*Your instructions:* Collect every line of the records below that contains the string "cloud", matching case exactly.

Records excerpted from a collection:
□ □ □ □

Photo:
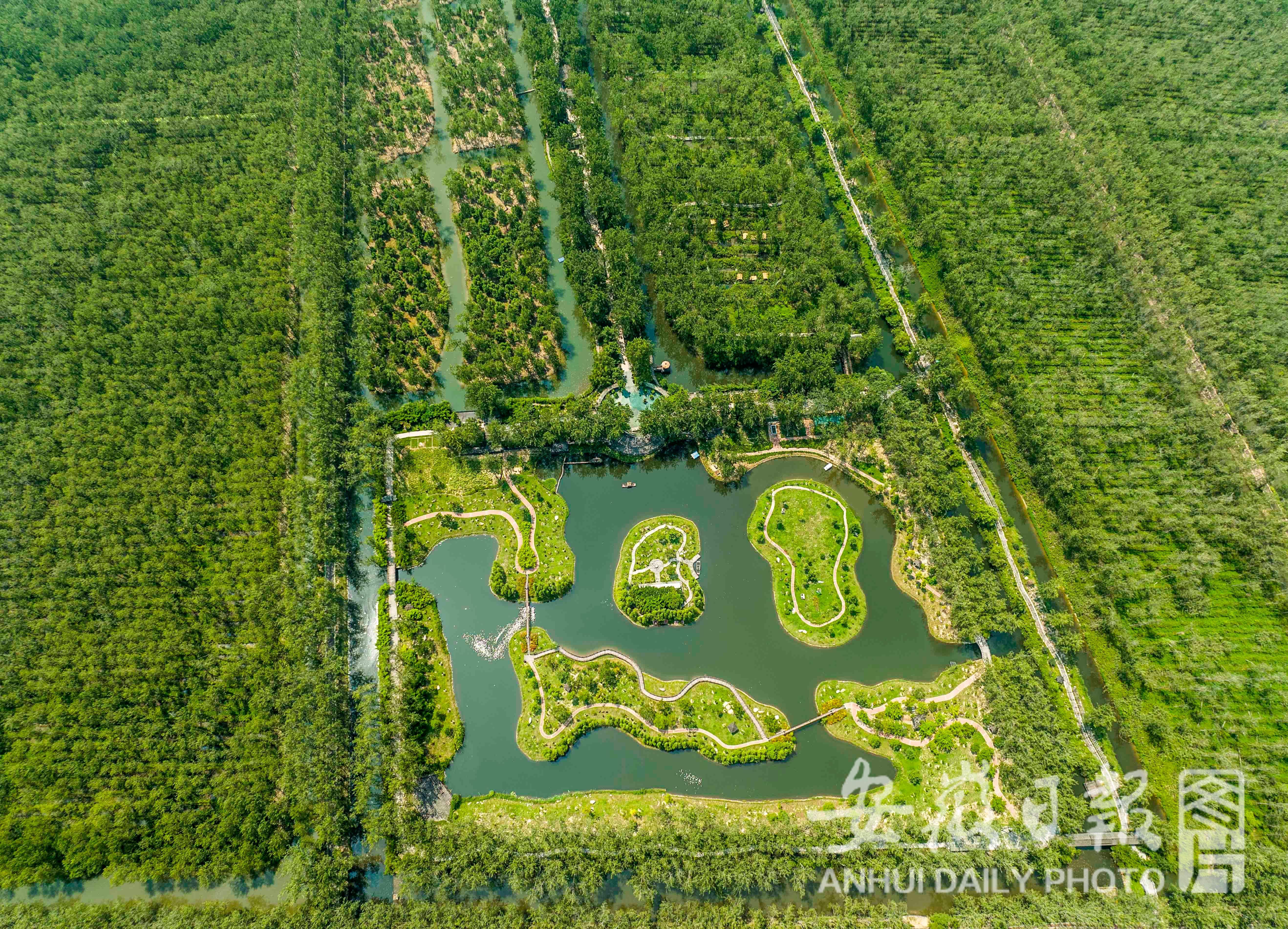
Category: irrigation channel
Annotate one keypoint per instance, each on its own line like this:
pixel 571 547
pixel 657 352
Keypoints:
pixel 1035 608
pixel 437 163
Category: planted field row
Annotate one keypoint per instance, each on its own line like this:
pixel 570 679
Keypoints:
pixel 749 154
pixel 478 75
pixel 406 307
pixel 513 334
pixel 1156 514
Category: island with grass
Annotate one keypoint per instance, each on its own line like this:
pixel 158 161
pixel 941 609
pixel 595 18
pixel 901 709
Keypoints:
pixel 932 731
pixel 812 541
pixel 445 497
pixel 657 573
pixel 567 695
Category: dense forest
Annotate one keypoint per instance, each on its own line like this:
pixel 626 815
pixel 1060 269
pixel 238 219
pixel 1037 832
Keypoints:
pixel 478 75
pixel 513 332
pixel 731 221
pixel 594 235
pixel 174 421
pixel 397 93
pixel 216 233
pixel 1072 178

□ □ □ □

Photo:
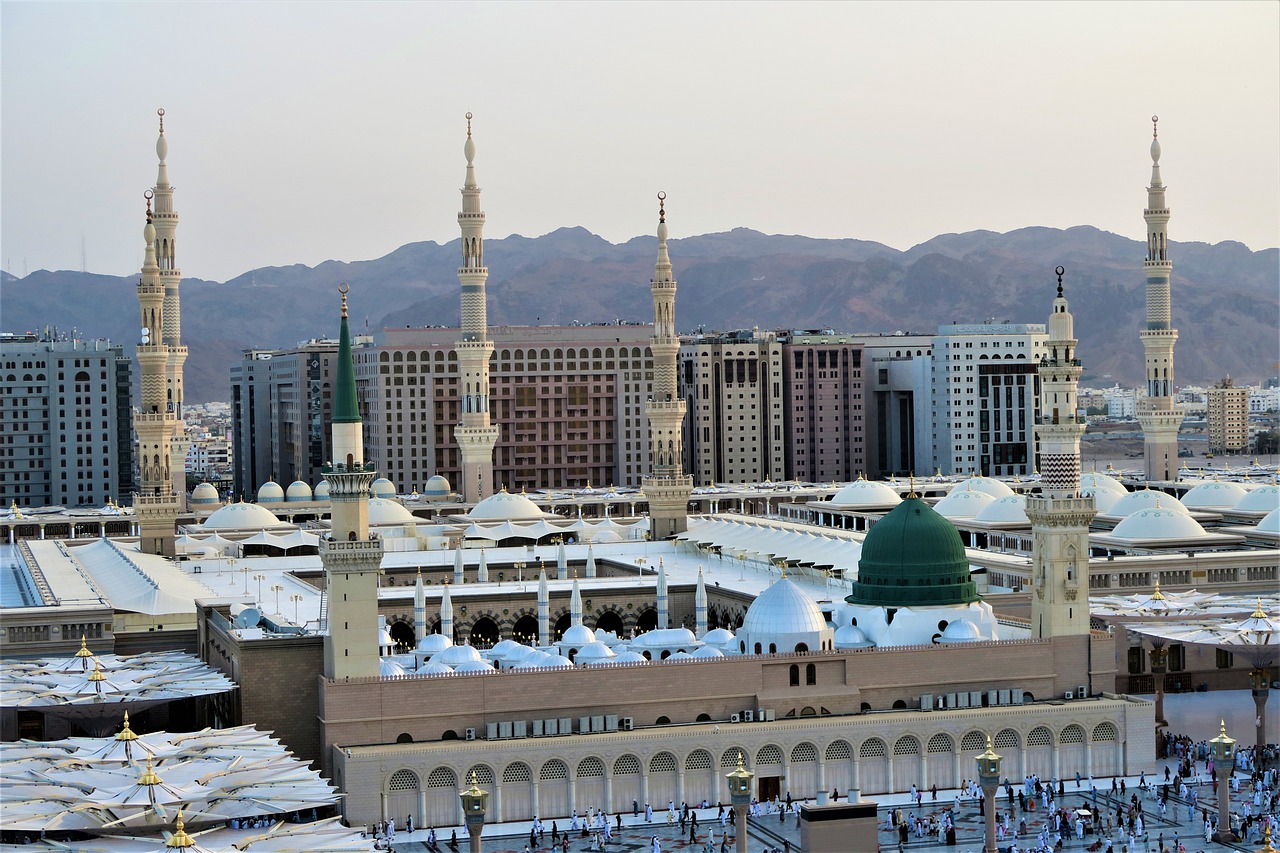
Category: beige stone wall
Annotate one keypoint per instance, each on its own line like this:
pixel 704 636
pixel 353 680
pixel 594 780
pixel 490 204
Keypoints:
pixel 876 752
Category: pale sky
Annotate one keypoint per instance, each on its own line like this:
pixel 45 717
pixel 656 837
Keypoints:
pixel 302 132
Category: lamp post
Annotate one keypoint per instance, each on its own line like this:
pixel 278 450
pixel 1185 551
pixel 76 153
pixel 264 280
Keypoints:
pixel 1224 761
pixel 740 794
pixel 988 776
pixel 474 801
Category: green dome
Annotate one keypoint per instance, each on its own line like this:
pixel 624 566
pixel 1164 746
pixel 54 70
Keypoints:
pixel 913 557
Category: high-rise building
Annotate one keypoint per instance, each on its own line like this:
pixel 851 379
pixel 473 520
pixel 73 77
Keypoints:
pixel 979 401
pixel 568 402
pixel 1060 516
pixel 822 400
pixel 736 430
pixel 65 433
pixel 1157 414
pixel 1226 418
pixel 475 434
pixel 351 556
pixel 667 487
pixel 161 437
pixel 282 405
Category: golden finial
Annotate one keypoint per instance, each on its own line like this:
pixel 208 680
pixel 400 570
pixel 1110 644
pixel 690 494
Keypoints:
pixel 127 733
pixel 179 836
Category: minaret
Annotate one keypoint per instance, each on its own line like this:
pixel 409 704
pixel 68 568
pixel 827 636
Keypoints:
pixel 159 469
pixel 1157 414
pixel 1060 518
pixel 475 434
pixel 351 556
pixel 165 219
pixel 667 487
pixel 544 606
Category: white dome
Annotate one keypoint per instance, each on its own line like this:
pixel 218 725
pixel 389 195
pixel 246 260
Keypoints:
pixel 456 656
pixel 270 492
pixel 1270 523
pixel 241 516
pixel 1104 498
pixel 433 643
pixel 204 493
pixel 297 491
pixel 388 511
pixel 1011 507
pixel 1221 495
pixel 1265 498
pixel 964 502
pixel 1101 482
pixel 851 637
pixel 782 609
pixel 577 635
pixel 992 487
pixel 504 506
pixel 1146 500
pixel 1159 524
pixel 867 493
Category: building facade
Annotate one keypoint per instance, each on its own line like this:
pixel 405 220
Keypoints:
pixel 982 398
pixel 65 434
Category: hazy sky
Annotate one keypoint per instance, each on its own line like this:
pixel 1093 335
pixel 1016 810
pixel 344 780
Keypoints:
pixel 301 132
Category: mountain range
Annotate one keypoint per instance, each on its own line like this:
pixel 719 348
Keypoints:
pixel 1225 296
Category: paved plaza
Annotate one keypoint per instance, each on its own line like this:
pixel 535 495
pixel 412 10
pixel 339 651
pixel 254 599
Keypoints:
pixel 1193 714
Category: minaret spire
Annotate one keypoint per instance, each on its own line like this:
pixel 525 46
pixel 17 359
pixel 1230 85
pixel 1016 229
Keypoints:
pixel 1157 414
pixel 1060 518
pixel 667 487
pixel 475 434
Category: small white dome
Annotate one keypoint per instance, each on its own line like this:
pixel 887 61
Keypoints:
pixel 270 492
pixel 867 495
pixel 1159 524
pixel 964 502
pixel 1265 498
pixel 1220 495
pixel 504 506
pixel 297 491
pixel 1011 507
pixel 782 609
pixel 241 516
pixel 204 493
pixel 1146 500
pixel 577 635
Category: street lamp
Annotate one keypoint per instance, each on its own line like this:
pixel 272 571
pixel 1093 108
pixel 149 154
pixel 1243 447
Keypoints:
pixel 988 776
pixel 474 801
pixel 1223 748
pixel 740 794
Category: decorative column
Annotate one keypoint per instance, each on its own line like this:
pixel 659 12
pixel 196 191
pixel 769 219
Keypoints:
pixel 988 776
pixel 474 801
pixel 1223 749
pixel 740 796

□ □ □ □

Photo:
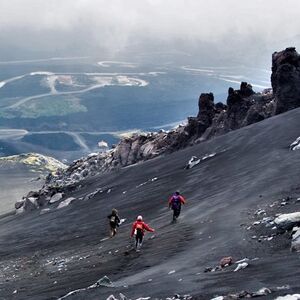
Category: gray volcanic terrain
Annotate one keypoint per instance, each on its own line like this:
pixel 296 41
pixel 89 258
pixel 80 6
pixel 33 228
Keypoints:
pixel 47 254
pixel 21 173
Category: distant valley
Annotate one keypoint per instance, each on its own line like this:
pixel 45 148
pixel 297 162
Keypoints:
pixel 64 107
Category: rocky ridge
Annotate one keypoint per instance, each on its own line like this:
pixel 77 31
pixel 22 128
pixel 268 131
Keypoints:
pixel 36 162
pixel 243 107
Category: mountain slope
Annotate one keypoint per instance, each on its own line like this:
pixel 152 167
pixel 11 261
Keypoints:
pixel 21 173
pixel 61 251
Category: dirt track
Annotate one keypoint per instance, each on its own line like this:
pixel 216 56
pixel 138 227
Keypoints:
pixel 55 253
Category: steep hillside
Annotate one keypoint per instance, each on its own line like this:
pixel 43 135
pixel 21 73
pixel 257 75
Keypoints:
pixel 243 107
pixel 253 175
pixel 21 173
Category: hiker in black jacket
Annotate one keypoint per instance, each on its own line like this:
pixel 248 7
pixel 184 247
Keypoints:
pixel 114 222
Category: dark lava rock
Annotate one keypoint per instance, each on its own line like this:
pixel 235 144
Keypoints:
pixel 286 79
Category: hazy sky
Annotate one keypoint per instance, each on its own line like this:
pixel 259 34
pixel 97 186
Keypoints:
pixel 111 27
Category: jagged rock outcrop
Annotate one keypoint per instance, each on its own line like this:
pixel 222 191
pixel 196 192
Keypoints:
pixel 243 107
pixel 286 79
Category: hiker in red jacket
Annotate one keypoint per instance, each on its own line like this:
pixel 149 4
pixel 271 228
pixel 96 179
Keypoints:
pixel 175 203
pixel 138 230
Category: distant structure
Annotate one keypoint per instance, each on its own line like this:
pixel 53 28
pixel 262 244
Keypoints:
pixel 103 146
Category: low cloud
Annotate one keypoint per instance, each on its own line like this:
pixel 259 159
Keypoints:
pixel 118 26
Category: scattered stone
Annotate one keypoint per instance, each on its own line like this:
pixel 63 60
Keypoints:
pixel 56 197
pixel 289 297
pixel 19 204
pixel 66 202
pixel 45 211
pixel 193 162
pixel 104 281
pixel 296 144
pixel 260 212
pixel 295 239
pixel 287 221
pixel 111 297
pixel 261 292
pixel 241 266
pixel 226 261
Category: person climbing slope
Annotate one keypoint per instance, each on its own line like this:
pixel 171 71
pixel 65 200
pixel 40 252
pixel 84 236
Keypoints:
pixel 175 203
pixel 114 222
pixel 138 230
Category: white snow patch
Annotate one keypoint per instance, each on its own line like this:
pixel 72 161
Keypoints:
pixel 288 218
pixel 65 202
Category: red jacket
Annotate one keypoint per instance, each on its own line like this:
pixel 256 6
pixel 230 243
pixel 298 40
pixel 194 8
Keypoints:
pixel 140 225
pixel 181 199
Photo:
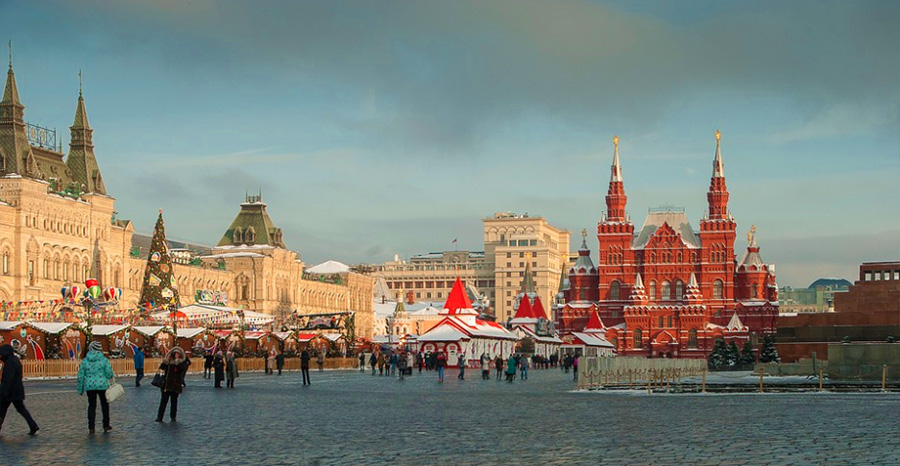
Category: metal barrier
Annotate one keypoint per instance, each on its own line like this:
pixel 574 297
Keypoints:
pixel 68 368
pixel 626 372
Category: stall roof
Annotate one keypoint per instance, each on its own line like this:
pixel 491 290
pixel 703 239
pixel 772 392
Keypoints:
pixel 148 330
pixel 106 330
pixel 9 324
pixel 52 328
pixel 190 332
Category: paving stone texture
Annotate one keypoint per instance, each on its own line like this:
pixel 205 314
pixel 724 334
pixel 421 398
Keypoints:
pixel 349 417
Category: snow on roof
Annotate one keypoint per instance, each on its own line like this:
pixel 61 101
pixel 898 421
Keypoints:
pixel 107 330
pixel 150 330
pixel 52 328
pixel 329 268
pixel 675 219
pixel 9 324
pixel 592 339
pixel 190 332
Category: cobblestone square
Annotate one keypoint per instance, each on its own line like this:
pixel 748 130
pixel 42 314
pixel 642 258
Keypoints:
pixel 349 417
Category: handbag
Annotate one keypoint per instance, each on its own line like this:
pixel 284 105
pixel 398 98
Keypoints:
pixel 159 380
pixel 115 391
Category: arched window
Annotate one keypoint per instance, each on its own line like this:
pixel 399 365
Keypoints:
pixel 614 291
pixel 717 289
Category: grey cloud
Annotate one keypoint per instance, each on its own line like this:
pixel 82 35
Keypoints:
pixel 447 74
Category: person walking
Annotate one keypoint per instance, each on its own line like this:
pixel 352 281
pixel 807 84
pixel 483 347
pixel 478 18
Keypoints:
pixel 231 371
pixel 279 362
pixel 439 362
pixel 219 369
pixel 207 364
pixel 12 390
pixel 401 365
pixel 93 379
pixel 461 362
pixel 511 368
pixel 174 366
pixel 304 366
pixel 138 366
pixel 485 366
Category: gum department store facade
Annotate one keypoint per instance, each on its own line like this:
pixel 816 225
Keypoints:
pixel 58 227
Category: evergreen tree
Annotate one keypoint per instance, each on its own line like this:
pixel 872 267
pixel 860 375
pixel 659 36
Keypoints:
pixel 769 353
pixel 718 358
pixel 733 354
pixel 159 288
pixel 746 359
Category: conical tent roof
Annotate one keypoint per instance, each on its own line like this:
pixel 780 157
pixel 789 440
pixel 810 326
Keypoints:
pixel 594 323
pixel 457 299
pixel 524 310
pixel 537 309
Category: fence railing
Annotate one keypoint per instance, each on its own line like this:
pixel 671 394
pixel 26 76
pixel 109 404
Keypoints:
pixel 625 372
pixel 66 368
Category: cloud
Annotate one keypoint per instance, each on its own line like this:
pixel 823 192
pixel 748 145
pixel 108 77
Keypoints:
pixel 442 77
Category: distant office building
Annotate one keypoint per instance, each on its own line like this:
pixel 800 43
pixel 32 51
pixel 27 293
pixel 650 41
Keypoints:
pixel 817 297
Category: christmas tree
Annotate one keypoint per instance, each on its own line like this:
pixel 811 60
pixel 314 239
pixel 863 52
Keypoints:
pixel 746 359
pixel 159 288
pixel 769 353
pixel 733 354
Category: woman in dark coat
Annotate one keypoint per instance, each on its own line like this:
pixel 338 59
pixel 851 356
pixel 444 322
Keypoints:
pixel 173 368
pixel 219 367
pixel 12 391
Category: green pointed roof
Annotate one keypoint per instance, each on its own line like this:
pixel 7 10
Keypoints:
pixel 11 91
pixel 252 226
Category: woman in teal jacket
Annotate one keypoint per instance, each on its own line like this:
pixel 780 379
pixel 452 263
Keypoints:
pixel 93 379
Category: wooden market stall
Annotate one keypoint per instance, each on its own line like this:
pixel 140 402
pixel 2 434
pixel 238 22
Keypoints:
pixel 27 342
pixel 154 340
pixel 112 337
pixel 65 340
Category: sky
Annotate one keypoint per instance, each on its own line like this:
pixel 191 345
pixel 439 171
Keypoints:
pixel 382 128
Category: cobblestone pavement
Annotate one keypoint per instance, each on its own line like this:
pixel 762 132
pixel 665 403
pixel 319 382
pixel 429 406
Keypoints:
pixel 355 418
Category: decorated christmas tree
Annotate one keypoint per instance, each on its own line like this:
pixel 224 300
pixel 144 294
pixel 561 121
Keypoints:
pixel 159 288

□ □ □ □

*Finished exercise:*
Category: low cloud
Category: grey cloud
Category: cloud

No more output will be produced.